> [Exercise aim]:
Change "rough mask" to "coarse mask" in the rows starting at the beginning of the rows and ending at the line that contains "306L61 369L37 498L243", both ends included. Give those lines again with nothing else altered.

+++ Extracted records +++

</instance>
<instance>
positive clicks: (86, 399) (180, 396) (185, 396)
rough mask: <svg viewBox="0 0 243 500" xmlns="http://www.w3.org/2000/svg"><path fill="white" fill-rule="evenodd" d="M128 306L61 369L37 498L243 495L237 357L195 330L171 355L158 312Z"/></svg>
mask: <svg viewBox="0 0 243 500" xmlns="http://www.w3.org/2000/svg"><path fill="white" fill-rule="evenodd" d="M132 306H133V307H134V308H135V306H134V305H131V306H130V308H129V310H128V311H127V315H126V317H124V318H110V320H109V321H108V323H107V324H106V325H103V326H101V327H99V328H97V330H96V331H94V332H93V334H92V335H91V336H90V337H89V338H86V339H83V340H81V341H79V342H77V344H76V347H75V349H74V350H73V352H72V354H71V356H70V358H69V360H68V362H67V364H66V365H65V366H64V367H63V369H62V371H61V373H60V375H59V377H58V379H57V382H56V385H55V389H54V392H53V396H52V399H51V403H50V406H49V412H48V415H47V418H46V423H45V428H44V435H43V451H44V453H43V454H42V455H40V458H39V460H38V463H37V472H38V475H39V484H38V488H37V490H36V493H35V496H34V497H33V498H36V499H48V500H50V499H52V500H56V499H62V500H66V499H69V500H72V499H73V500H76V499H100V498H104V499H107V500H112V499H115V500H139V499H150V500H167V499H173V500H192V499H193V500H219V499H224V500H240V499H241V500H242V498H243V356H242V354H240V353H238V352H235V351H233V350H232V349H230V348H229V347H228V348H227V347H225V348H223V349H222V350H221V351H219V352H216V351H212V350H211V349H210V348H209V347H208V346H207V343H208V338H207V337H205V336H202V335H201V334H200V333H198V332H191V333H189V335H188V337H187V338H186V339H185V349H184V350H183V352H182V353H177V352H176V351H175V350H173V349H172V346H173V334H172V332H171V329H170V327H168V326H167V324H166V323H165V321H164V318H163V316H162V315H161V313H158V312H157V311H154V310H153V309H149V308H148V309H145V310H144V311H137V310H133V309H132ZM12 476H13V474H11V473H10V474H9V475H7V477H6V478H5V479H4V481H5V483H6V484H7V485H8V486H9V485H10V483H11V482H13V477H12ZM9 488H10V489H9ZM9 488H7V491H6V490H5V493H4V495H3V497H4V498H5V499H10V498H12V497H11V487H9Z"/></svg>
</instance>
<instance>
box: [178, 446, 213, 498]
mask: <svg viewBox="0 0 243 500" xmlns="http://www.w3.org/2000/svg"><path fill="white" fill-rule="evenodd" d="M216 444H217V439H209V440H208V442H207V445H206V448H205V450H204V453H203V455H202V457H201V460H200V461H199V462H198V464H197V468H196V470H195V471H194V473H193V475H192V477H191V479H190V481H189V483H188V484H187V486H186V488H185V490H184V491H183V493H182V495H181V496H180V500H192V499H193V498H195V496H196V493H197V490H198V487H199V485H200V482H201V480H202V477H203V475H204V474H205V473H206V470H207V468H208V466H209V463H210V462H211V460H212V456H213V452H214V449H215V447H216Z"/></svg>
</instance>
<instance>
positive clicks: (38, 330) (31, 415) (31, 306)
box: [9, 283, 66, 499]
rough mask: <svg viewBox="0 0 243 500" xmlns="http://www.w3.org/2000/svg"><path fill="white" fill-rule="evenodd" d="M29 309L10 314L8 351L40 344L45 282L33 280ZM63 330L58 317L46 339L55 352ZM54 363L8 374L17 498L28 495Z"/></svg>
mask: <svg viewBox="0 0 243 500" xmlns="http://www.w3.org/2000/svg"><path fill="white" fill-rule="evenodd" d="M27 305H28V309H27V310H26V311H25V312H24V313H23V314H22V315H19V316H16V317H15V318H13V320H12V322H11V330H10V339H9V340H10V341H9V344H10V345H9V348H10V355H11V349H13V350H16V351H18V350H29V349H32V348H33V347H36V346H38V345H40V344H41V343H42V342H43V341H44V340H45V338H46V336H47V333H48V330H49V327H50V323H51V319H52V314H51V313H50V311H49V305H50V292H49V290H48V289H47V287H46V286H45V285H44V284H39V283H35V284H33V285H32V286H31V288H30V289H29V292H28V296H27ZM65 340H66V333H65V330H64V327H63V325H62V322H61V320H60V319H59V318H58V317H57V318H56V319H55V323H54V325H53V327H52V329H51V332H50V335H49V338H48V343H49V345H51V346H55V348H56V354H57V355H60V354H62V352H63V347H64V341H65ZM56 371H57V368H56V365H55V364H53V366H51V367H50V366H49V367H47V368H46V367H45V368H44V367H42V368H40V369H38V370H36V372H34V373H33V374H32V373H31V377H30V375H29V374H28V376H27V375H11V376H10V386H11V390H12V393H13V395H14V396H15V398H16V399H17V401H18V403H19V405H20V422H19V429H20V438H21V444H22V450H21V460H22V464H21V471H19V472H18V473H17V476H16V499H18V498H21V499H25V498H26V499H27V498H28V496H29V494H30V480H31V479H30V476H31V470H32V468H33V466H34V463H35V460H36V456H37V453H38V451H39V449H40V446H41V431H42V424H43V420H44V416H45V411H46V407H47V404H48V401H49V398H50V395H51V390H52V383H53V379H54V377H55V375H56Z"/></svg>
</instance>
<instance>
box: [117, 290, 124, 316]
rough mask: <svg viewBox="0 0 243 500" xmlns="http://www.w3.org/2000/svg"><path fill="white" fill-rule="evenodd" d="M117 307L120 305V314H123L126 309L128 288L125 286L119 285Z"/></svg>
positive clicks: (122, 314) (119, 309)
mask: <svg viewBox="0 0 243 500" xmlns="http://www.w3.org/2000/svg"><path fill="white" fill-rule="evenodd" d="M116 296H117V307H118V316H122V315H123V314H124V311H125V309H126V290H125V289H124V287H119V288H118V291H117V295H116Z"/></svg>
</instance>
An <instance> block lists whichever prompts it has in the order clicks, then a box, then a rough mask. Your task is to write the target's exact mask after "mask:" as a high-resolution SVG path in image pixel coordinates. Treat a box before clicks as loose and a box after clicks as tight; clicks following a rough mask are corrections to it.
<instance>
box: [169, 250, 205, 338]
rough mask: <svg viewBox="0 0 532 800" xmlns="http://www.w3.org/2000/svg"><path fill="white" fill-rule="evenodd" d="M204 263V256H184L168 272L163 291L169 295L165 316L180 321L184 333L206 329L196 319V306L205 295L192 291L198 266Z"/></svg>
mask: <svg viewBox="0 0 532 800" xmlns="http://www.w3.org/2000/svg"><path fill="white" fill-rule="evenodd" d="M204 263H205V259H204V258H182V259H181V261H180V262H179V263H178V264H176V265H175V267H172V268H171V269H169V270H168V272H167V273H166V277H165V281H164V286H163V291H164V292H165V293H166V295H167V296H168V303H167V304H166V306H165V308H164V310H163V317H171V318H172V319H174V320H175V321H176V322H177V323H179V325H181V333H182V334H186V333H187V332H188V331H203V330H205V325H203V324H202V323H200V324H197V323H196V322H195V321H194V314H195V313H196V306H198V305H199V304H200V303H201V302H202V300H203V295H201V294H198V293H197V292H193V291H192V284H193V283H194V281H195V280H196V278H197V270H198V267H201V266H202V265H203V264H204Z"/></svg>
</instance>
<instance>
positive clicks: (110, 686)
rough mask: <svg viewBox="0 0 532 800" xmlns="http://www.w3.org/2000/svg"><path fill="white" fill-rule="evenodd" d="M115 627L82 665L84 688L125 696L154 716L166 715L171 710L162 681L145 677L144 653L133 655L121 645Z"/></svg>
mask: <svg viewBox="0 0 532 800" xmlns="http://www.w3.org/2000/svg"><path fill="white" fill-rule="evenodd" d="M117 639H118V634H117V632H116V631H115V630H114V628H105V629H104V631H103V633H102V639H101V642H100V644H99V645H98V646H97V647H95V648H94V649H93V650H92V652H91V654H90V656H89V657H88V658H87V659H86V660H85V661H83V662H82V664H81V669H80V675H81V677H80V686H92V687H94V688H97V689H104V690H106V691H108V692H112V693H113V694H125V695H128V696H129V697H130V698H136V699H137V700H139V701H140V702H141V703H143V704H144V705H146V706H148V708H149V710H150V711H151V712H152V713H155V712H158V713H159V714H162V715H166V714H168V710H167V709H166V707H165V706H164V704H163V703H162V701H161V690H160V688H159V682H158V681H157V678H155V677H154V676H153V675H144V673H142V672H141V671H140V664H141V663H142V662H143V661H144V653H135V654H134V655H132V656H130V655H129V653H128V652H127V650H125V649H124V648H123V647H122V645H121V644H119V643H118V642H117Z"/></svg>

+++

> [Exercise result]:
</instance>
<instance>
positive clicks: (86, 399) (180, 396) (185, 396)
coarse mask: <svg viewBox="0 0 243 500" xmlns="http://www.w3.org/2000/svg"><path fill="white" fill-rule="evenodd" d="M128 306L61 369L37 498L243 495L237 357L195 330L171 355L158 312Z"/></svg>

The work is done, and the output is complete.